[EXERCISES]:
1/ From the article on Greek debt and the euro, extract the passage that begins at the words "Deficit fears" and stops after "and oil) down.", reproducing it word for word.
2/ Summarize the article on Greek debt and the euro in two sentences.

[SUPPLIED TEXT Boundary: Start]

The EU is seeing itself being forced to put itself in the driver's seat and to (partly) take control. European Central Bank (ECB) President Jean-Claude Trichet boldly stated that the ECB is "confident" that Greece will cut its deficit below the 3%-limit of gross domestic product in 2012. After the meeting of the G-7 French Finance Minister Lagarde commented that "...the European members of the G-7 will make sure it is managed..."
Despite these 'tranquilizing' words from the politicians, (negative) developments at the government debt market show that investors do not to have that much faith. Risk aversion concerning Greek debt, recently drove the premium that investors demand to hold Greek 10-year bonds, to the highest level since the year before the euro's debut in 1999.
The sovereign credit default swaps (cost of insuring against default e.g. of a country) dramatically spiked in the last months. For instance: the five-year CDS's of Greece, rose from 100 basis points (May 2009) to at least 400 basis points a few days ago. Other countries under attack are Portugal, Italy, Ireland and Spain, which form, together with Greece, the 'PIIGS' of the euro zone. These countries are struggling with the same identical problems: a sluggish economy and huge deficits.
Deficit fears
Concern that Greece and other European nations may fail in controlling huge deficits has pushed the euro future down nearly 10% (after hitting a high of $1.51 in the final months of 2009, to a low of $1.36 in February). The euro (continuous) future is currently trading around a level of $1.37. The slumping euro, which has edged towards the lowest point in 8.5 months, also dragged commodity prices (including metals and oil) down.
It can be doubted whether the European currency will recover from its own 'Greek tragedy' soon. The EU is situated in a kind of 'catch 22' situation. A bailout of Greece may prompt other European Union nations to ask for aid. If EU-leaders choose this path, this will mean that richer nations (such as Germany and The Netherlands) will eventually pay the bill).
On the other hand, if Greece is be forced to pull out of the Union and eventually default, this might be the starting signal of a further deterioration of the 'strong' euro zone with other weak countries logically following suit.
In other words, the European Union is facing a challenge to neutralise the (potential) damage of the 'Trojan horses'. The adage 'put the money where your mouth is' can be applied to Europe's politicians like never before. Only if the euro is able to gather strength again and to maintain its solid status, might we conclude that the politicians have succeeded.
The EU leaders (and the European Central Bank) are to gather for an informal meeting. The price development of the second most important currency in the world will show us whether the actions taken are going to be effective.

[SUPPLIED TEXT Boundary: End]
[RECORDED DATA Boundary: Start]

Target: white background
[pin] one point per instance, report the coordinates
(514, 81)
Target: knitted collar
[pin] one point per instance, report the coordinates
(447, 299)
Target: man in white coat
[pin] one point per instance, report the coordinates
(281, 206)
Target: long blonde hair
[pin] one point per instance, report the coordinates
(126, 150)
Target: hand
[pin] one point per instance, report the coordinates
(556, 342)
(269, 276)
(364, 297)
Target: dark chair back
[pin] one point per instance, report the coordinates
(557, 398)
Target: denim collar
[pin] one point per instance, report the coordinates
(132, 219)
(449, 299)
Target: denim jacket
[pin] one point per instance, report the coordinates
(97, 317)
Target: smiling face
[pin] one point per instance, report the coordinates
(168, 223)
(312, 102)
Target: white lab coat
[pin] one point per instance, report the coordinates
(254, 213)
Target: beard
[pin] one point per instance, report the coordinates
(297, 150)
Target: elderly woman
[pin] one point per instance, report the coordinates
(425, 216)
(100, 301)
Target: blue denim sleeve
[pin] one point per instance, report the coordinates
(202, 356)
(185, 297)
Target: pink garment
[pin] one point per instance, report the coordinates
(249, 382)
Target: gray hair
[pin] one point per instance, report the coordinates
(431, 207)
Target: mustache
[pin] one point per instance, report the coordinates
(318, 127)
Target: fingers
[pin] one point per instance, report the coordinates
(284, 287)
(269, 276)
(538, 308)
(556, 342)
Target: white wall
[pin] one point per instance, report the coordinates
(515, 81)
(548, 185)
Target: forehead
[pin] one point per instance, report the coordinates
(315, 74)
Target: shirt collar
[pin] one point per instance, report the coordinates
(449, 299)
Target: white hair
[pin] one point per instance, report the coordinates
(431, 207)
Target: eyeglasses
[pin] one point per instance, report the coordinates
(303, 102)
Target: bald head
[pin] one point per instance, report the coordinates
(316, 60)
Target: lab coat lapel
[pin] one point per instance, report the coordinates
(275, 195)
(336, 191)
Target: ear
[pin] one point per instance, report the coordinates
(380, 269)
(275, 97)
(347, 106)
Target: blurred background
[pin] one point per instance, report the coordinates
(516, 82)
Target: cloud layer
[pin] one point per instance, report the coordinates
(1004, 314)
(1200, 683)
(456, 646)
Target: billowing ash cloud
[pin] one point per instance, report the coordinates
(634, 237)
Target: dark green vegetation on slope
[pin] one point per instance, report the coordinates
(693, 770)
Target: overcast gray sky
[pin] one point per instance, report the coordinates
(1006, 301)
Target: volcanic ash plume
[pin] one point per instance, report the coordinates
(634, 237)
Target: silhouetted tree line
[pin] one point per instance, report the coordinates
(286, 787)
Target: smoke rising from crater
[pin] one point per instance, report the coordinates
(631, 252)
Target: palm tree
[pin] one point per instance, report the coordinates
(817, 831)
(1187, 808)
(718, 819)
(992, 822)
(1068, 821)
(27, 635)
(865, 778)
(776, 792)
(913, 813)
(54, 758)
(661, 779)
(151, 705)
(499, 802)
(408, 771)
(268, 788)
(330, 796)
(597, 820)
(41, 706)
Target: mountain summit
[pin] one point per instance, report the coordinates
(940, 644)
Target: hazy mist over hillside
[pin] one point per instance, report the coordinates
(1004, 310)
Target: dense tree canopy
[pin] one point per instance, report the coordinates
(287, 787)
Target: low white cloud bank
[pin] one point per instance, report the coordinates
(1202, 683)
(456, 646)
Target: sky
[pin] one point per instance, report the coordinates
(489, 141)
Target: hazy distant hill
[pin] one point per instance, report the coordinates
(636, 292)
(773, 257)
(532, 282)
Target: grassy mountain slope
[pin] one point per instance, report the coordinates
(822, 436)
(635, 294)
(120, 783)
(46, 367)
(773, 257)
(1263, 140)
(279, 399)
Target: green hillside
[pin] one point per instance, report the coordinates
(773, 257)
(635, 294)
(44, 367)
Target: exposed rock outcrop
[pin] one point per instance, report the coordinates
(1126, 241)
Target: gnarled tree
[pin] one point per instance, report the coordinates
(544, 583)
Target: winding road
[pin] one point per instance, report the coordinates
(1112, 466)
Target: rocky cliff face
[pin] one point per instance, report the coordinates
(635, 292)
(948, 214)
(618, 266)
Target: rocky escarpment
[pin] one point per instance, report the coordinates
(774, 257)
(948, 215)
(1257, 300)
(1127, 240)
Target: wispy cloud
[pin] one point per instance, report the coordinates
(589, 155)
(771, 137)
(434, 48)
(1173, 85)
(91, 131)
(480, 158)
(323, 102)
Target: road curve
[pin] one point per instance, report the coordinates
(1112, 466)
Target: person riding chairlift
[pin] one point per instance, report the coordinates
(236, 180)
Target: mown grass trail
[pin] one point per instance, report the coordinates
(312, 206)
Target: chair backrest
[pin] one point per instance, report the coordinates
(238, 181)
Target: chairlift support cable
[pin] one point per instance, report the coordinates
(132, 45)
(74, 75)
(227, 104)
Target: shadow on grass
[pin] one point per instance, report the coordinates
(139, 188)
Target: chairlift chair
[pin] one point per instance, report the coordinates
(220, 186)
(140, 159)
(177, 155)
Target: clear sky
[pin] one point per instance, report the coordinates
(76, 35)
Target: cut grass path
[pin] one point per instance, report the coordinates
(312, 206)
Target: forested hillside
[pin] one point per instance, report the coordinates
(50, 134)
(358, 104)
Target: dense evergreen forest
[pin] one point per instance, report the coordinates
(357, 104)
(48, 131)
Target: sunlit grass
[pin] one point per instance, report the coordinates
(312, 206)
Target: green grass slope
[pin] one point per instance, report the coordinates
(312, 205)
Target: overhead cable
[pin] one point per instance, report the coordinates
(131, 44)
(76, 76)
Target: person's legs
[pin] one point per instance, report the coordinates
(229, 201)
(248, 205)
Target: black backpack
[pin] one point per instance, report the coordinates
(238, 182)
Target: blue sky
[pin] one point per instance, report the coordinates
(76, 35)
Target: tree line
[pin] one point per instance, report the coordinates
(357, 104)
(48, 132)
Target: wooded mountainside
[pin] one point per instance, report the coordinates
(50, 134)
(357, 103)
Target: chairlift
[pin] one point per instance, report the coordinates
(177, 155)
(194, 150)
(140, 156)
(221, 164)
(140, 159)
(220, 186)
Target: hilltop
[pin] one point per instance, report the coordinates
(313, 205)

[RECORDED DATA Boundary: End]

[ANSWER SECTION]:
1/
Deficit fears
Concern that Greece and other European nations may fail in controlling huge deficits has pushed the euro future down nearly 10% (after hitting a high of $1.51 in the final months of 2009, to a low of $1.36 in February). The euro (continuous) future is currently trading around a level of $1.37. The slumping euro, which has edged towards the lowest point in 8.5 months, also dragged commodity prices (including metals and oil) down.

2/ Despite EU officials' assurances on Greece, investors show little faith: the premium on Greek 10-year bonds has hit its highest level since the year before the euro's 1999 debut, Greek credit default swaps have spiked, and the euro future has fallen nearly 10%. The EU faces a catch-22, since a Greek bailout could lead other members to ask for aid paid for by richer nations, while a Greek pullout and default could set off further deterioration of the euro zone.